== EXERCISE OBJECTIVE ==
According to the text on reconfigurable FPGA design, how many pins does the FPGA package have?

== TEXT UNDER STUDY ==
Figure 1: Basic Reconfigurable System
By adding external memory to store the various FPGA configurations, we increase the C1 factor of the reconfigurable design. However, the external memory permits us to migrate complexity from gates to gates. For external memory we turn to a masked-programmed ROM (MROM). Typical densities of MROMs are 16 Megabits per chip. In our modeling of the AT6000, three bytes program a cell, and it is assumed that a single gate is implemented per cell. Increases in the gate count of the target design imply a 3-byte increase in the MROM on a per gate basis. For example, 1 Mbits of MROM can be used to implement 41,600 gates. The C1 value for a MROM of this size is only 0.0052, while the C1 value for the equivalent number of hardware gates is 0.29 – a factor of 55 increase in complexity. With 16 Megabits of MROM, the FPGA can implement 666,666 gates.
For the fixed hardware solution, let us consider two sub cases. The first is a single package solution and the second is a two-package solution. The failure rate calculation for the reconfigurable approach includes three packages: the FPGA, the controller, and the MROM. The number of pins for the FPGA package is 224. The controller is assigned 1,000 gates and an initial package pin count of 36. Initially, the MROM of byte size 3 (for 1 gate) is assigned a 16-pin package. The number of address pins for the counter and the MROM are then increased with the size of the MROM needed to accommodate the gate count of the target design. Figure 2 shows the failure rates between a fixed hardware design and a reconfigurable design.
Figure 2: Number of Gates vs. Failure Rate
The horizontal axis is the number of logic gates required. For the fixed hardware case, this number is the same as counting the number of gates directly. For the FPGA, this is the number of gates implemented through dynamic reconfiguration where the unused gated are stored externally in the MROM. Initially, the failure rate for the unprogrammed FPGA is high due to its non-virtual gate count of 55,296. However, the complexity for each FPGA-implemented gate is placed into a significantly less complex 24-bit increment of MROM. As a result, the failure rate for the FPGA, counter and MROM grows only slightly as compared to the curves for the fixed hardware solutions. Comparing the failure rates of the reconfigurable and fixed designs, the sub case of the single package fixed-gate solution has greater failure rates when gate counts go above 130,000. At higher gate counts, the two-package sub case would probably occur, and as shown in Figure 2, its corresponding failure rate is dramatically greater than that of the reconfigurable design.

== STUDY MATERIAL ==
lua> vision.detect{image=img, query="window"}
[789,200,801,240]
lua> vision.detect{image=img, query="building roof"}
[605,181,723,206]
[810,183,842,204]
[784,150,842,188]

== OUTPUT BELOW ==
224